══ Data supplied ══
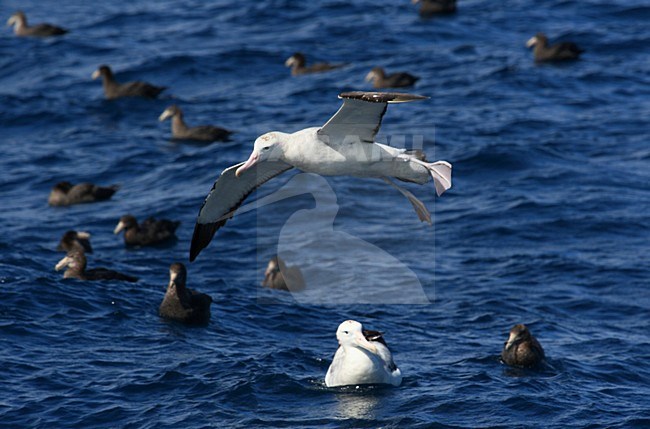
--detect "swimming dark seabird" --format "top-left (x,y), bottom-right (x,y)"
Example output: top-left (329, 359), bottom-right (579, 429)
top-left (501, 324), bottom-right (544, 368)
top-left (92, 65), bottom-right (167, 100)
top-left (48, 182), bottom-right (120, 206)
top-left (526, 33), bottom-right (584, 62)
top-left (325, 320), bottom-right (402, 387)
top-left (158, 262), bottom-right (212, 325)
top-left (113, 215), bottom-right (180, 246)
top-left (158, 105), bottom-right (232, 142)
top-left (262, 256), bottom-right (305, 292)
top-left (56, 230), bottom-right (93, 253)
top-left (190, 91), bottom-right (451, 261)
top-left (7, 10), bottom-right (68, 37)
top-left (284, 52), bottom-right (345, 76)
top-left (366, 67), bottom-right (420, 88)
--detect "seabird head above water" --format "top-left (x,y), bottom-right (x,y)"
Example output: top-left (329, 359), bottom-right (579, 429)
top-left (501, 324), bottom-right (544, 368)
top-left (7, 10), bottom-right (68, 37)
top-left (56, 230), bottom-right (93, 253)
top-left (526, 33), bottom-right (584, 62)
top-left (284, 52), bottom-right (344, 76)
top-left (325, 320), bottom-right (402, 387)
top-left (113, 214), bottom-right (180, 246)
top-left (366, 67), bottom-right (420, 88)
top-left (158, 262), bottom-right (212, 325)
top-left (92, 65), bottom-right (167, 100)
top-left (411, 0), bottom-right (456, 17)
top-left (158, 104), bottom-right (232, 142)
top-left (190, 91), bottom-right (451, 261)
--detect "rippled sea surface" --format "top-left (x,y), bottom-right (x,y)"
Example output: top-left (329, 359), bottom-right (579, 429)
top-left (0, 0), bottom-right (650, 428)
═══
◆ Exercise aim
Please give all of the data above as a numbered list, one line per item, with blank lines and the pictures left out.

◆ Solution for this exercise
1. --detect "swimming dark seabird" --format "top-left (x,y), bottom-right (x,y)"
2. Example output: top-left (329, 359), bottom-right (579, 429)
3. top-left (501, 324), bottom-right (544, 368)
4. top-left (92, 65), bottom-right (167, 100)
5. top-left (48, 182), bottom-right (120, 206)
6. top-left (526, 33), bottom-right (584, 62)
7. top-left (325, 320), bottom-right (402, 387)
8. top-left (158, 262), bottom-right (212, 325)
9. top-left (113, 215), bottom-right (180, 246)
10. top-left (158, 105), bottom-right (232, 142)
11. top-left (262, 256), bottom-right (305, 292)
12. top-left (56, 230), bottom-right (93, 253)
13. top-left (190, 91), bottom-right (451, 261)
14. top-left (7, 10), bottom-right (68, 37)
15. top-left (284, 52), bottom-right (345, 76)
16. top-left (366, 67), bottom-right (420, 88)
17. --detect "seabird head above water" --format "top-left (x,y), bottom-right (x,y)"
18. Example output: top-left (329, 359), bottom-right (579, 429)
19. top-left (501, 324), bottom-right (544, 368)
20. top-left (7, 10), bottom-right (68, 37)
21. top-left (56, 230), bottom-right (93, 253)
22. top-left (526, 33), bottom-right (584, 62)
23. top-left (284, 52), bottom-right (344, 76)
24. top-left (325, 320), bottom-right (402, 387)
25. top-left (113, 214), bottom-right (180, 246)
26. top-left (366, 67), bottom-right (420, 88)
27. top-left (158, 262), bottom-right (212, 325)
28. top-left (92, 65), bottom-right (167, 100)
29. top-left (411, 0), bottom-right (456, 17)
30. top-left (158, 104), bottom-right (232, 142)
31. top-left (190, 91), bottom-right (451, 261)
32. --detect "rippled sea surface" --format "top-left (x,y), bottom-right (x,y)"
33. Example output: top-left (329, 359), bottom-right (579, 429)
34. top-left (0, 0), bottom-right (650, 428)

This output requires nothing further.